▶ _Image-grounded pointing data_

------------------------

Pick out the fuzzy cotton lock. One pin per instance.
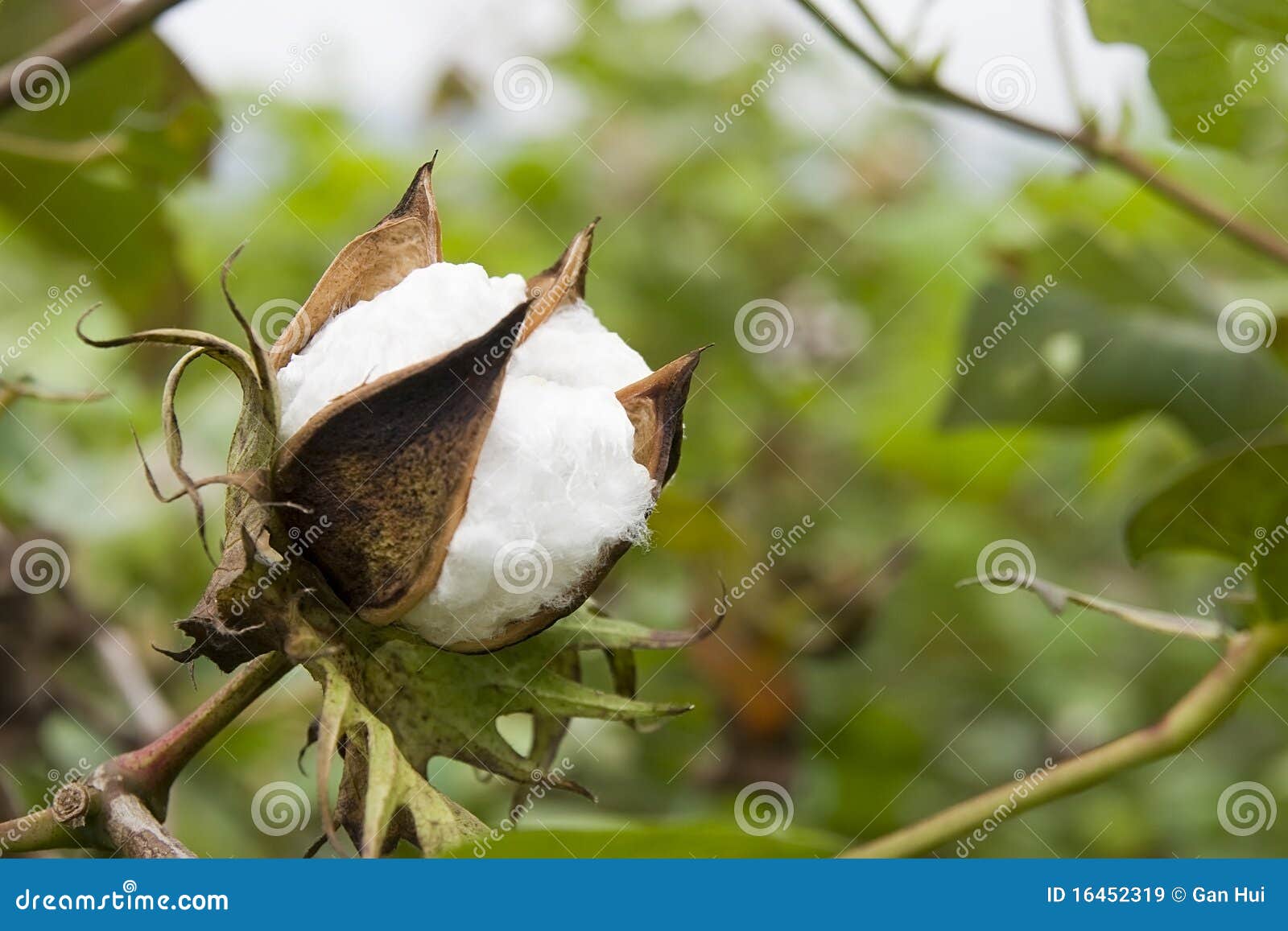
(483, 447)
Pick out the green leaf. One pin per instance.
(633, 840)
(1210, 64)
(1060, 357)
(89, 177)
(1234, 505)
(448, 705)
(383, 798)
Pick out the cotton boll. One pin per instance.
(431, 311)
(557, 480)
(573, 348)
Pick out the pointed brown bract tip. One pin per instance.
(407, 238)
(390, 467)
(656, 409)
(562, 283)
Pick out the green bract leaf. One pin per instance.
(654, 840)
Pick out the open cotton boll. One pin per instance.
(557, 480)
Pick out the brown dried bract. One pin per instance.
(410, 237)
(390, 465)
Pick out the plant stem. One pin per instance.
(126, 798)
(134, 830)
(38, 830)
(924, 84)
(1202, 707)
(151, 770)
(87, 38)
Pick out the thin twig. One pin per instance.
(84, 39)
(924, 84)
(128, 796)
(1203, 707)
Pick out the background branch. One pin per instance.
(1203, 707)
(921, 81)
(90, 35)
(122, 804)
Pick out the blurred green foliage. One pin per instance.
(854, 674)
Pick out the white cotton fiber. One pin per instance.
(555, 480)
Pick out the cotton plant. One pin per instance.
(431, 463)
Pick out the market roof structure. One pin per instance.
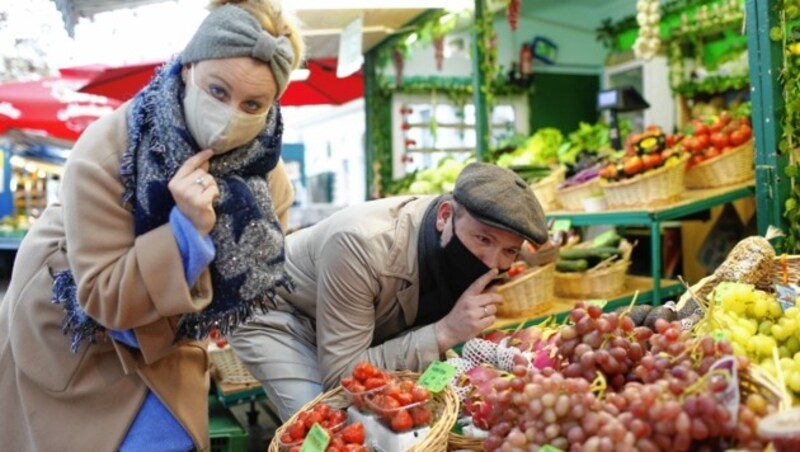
(322, 21)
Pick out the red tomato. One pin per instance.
(353, 433)
(700, 128)
(404, 398)
(703, 141)
(748, 132)
(374, 382)
(297, 431)
(420, 394)
(421, 416)
(720, 140)
(633, 165)
(402, 421)
(738, 137)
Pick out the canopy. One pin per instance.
(51, 106)
(322, 87)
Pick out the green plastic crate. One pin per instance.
(227, 434)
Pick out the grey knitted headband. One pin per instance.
(230, 31)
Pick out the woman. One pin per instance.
(168, 225)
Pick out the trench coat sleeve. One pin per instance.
(124, 281)
(280, 188)
(348, 286)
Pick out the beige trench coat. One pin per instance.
(52, 399)
(356, 296)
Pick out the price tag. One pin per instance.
(561, 225)
(730, 396)
(597, 302)
(549, 448)
(786, 295)
(316, 440)
(437, 376)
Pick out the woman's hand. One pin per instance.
(195, 190)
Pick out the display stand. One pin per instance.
(691, 202)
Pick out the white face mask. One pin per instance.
(214, 124)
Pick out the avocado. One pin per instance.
(659, 312)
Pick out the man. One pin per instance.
(395, 282)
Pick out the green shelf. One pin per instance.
(691, 202)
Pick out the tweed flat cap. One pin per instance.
(229, 31)
(500, 198)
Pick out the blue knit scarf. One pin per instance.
(247, 237)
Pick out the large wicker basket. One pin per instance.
(729, 168)
(571, 198)
(545, 189)
(657, 187)
(601, 283)
(444, 407)
(529, 294)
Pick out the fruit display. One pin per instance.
(366, 379)
(372, 410)
(401, 405)
(332, 420)
(587, 255)
(614, 386)
(644, 152)
(709, 137)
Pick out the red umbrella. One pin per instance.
(321, 88)
(51, 106)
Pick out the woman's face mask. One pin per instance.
(216, 125)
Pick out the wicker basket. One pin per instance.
(704, 287)
(602, 283)
(228, 368)
(545, 189)
(444, 407)
(461, 442)
(571, 198)
(729, 168)
(530, 294)
(657, 187)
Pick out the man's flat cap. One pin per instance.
(500, 198)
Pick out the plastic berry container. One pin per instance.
(783, 429)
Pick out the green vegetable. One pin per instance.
(572, 265)
(608, 238)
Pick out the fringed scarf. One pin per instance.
(247, 237)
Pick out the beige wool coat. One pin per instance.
(54, 400)
(356, 281)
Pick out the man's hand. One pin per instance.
(474, 312)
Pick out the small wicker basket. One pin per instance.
(729, 168)
(545, 189)
(657, 187)
(444, 407)
(529, 294)
(571, 198)
(228, 368)
(600, 283)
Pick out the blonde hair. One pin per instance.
(273, 20)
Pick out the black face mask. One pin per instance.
(459, 266)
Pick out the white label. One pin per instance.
(730, 397)
(350, 57)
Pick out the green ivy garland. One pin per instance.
(790, 136)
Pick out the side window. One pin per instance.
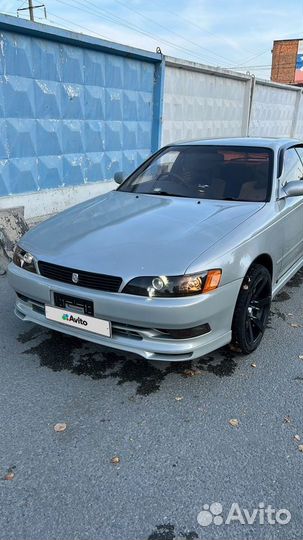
(292, 167)
(300, 152)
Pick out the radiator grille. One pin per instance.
(90, 280)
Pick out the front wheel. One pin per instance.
(252, 309)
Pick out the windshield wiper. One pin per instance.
(165, 193)
(230, 199)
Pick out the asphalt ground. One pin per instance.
(168, 425)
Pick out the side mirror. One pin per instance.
(294, 189)
(119, 177)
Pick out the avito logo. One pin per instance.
(71, 318)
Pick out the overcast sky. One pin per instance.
(227, 33)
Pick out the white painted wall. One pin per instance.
(272, 111)
(201, 101)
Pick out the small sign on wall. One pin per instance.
(299, 63)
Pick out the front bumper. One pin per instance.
(136, 321)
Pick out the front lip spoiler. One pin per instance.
(150, 349)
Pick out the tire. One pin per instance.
(252, 309)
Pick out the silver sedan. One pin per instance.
(184, 257)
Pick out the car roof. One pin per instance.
(267, 142)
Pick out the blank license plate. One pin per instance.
(77, 320)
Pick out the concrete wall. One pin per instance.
(73, 111)
(201, 101)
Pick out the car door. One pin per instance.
(291, 209)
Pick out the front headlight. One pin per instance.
(187, 285)
(24, 260)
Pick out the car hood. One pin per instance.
(129, 235)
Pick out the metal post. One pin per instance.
(31, 10)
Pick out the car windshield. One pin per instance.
(206, 172)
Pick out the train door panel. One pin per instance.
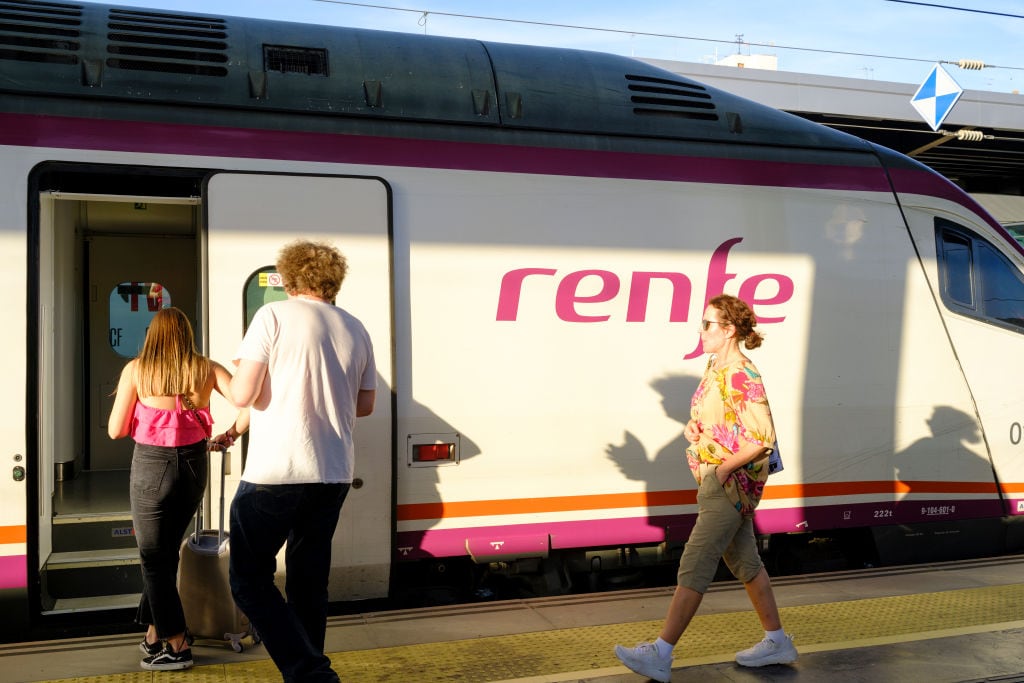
(249, 218)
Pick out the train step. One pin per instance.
(92, 573)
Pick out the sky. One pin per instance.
(882, 40)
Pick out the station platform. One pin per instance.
(946, 623)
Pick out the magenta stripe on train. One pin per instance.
(255, 143)
(13, 571)
(534, 540)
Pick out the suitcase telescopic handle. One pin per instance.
(224, 456)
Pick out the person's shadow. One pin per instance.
(946, 455)
(668, 469)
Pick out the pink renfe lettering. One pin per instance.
(760, 290)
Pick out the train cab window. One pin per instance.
(131, 307)
(977, 280)
(262, 287)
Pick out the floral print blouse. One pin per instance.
(730, 409)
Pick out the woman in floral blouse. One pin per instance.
(730, 434)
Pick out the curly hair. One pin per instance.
(311, 267)
(736, 312)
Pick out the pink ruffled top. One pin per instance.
(157, 426)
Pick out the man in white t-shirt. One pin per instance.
(305, 369)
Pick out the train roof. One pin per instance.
(111, 52)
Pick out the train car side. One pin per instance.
(532, 236)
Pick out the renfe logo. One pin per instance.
(567, 300)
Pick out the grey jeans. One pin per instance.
(167, 484)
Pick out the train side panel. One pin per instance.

------------------------

▶ _INSTRUCTIONS FOR THE TASK_
Copy out the data above exactly, except the pictures.

▶ _TASK RESULT_
Pick out the fuzzy cotton lock. One pin per instance.
(483, 447)
Pick out the green leaf. One pin per instance.
(633, 840)
(1210, 64)
(1060, 357)
(89, 177)
(1234, 505)
(448, 705)
(383, 798)
Pick out the cotton boll. One pin per instance.
(431, 311)
(557, 480)
(573, 348)
Pick out the pointed brown bract tip. One pin per instance.
(407, 238)
(390, 467)
(656, 409)
(562, 283)
Pick out the green bract leaf. One pin per instance.
(654, 840)
Pick out the open cotton boll. One pin per instance.
(557, 480)
Pick out the brown dried bract. One pin per instance.
(410, 237)
(390, 465)
Pick out the plant stem. One pin per instance.
(126, 798)
(134, 830)
(38, 830)
(924, 84)
(1202, 707)
(151, 770)
(87, 38)
Pick out the thin twig. One pin per instance.
(84, 39)
(924, 84)
(128, 796)
(1203, 707)
Pick out the background branch. One pin per instance.
(1203, 707)
(921, 81)
(90, 35)
(122, 804)
Pick out the blurred green foliage. One pin per instance.
(854, 674)
Pick out the white cotton fiber. One pin per instance.
(555, 480)
Pick out the cotton plant. One pin per instance.
(431, 463)
Pick out the market roof structure. One pin per instance.
(322, 21)
Pick out the red tomato. One pin per instance.
(353, 433)
(700, 128)
(404, 398)
(703, 141)
(748, 132)
(374, 382)
(297, 431)
(420, 394)
(421, 416)
(720, 140)
(633, 165)
(402, 421)
(738, 137)
Pick out the canopy. One pin per instance.
(51, 106)
(322, 87)
Pick out the green plastic crate. One pin per instance.
(227, 434)
Pick out the grey knitted headband. One pin per instance.
(230, 31)
Pick out the woman. One pin per instance.
(168, 225)
Pick out the trench coat sleeve. One pin per instance.
(124, 281)
(280, 188)
(348, 286)
Pick out the beige trench coat. One pin per instance.
(52, 399)
(356, 296)
Pick out the price tag. One pin per instance.
(561, 225)
(730, 396)
(597, 302)
(549, 448)
(786, 295)
(316, 440)
(437, 376)
Pick out the woman's hand. One pin per instance.
(195, 190)
Pick out the display stand. One pin per instance.
(691, 202)
Pick out the white face mask. One pin per instance.
(214, 124)
Pick out the avocado. One pin per instance.
(659, 312)
Pick out the man. One pin per instance.
(395, 282)
Pick out the green shelf. One pin per instance.
(691, 202)
Pick out the tweed flat cap. One pin per instance.
(229, 31)
(500, 198)
Pick out the blue knit scarf. One pin per instance.
(247, 237)
Pick out the large wicker basket. One pin per instance.
(729, 168)
(571, 198)
(545, 189)
(657, 187)
(601, 283)
(444, 407)
(529, 294)
Pick out the fruit display. One pin per instance.
(366, 379)
(372, 410)
(401, 405)
(332, 420)
(587, 255)
(614, 386)
(644, 152)
(709, 137)
Pick out the red umbrella. One pin per instance.
(321, 88)
(51, 106)
Pick out the woman's face mask. One pin per instance.
(216, 125)
Pick out the wicker basket. One pin per instance.
(704, 287)
(602, 283)
(228, 368)
(545, 189)
(444, 407)
(461, 442)
(571, 198)
(729, 168)
(530, 294)
(657, 187)
Pick out the man's flat cap. One pin per instance.
(500, 198)
Pick out the plastic berry container. One pin per instance.
(783, 429)
Pick out the green vegetable. One pin per instance.
(572, 265)
(608, 238)
Pick out the fringed scarf. One pin per instance.
(247, 237)
Pick out the beige wool coat. One pin per instance.
(54, 400)
(356, 281)
Pick out the man's hand. One pin per instance.
(474, 312)
Pick out the small wicker basket. One pin per instance.
(729, 168)
(545, 189)
(657, 187)
(444, 407)
(529, 294)
(571, 198)
(228, 368)
(600, 283)
Pick out the blonde hair. One pin per instance.
(273, 20)
Pick out the black face mask. One pin per instance.
(459, 266)
Pick out the white label. One pin per instance.
(730, 397)
(350, 57)
Pick out the green ivy garland. One pin per instance.
(790, 136)
Pick out the side window. One pin per instance.
(292, 167)
(300, 152)
Pick out the radiator grille. One pin per instance.
(90, 280)
Pick out the front wheel. One pin per instance.
(252, 309)
Pick out the windshield wiper. One pin per instance.
(165, 193)
(230, 199)
Pick out the asphalt ground. One pin per instance.
(168, 425)
Pick out the side mirror. One pin per instance.
(294, 189)
(119, 177)
Pick out the avito logo. One pin per instance.
(71, 318)
Pick out the overcast sky. One pin per instance.
(227, 33)
Pick out the white painted wall. One pin per instance.
(272, 111)
(201, 101)
Pick out the small sign on wall. One pin per instance.
(299, 63)
Pick out the front bumper. One pin per instance.
(136, 321)
Pick out the front lip spoiler. One pin per instance.
(150, 349)
Pick out the tire. One pin per instance.
(252, 309)
Pick out the silver sedan. One pin per instance.
(184, 257)
Pick out the car roof. One pin per instance.
(267, 142)
Pick out the blank license plate. One pin per instance.
(77, 320)
Pick out the concrete wall. One pin per instance.
(73, 111)
(201, 101)
Pick out the car door. One pin per instance.
(291, 209)
Pick out the front headlight. One pin per instance.
(187, 285)
(24, 260)
Pick out the car hood. One pin per instance.
(129, 235)
Pick out the metal post. One pin per instance.
(31, 10)
Pick out the car windshield. One pin per instance.
(206, 172)
Pick out the train door panel. One pin per instance.
(249, 218)
Pick out the train step. One pin per instance.
(92, 573)
Pick out the sky. One pin per instance.
(882, 40)
Pick out the station platform. One pin per instance.
(946, 623)
Pick out the magenta stripe on train. One pin per instance.
(255, 143)
(13, 571)
(534, 540)
Pick out the suitcase telescopic handle. One pin per instance.
(224, 456)
Pick out the person's shadow. One pin per instance.
(946, 455)
(668, 469)
Pick out the pink renfe lettering. One pin per instance.
(760, 290)
Pick out the train cab window. One pin per instance.
(131, 307)
(977, 280)
(262, 287)
Pick out the floral print blouse. One pin per instance.
(730, 409)
Pick out the woman in floral blouse. One pin per instance.
(730, 434)
Pick out the curly hair. One pin per instance.
(311, 267)
(736, 312)
Pick out the pink ruffled top. One pin per instance.
(157, 426)
Pick out the man in white t-shirt. One pin per instance.
(305, 369)
Pick out the train roof. One pin per instance.
(111, 52)
Pick out the train car side. One pin per instance.
(532, 236)
Pick out the renfe logo. One pin per instance.
(567, 300)
Pick out the grey jeans. One pin per instance.
(167, 484)
Pick out the train side panel. One pin per instance.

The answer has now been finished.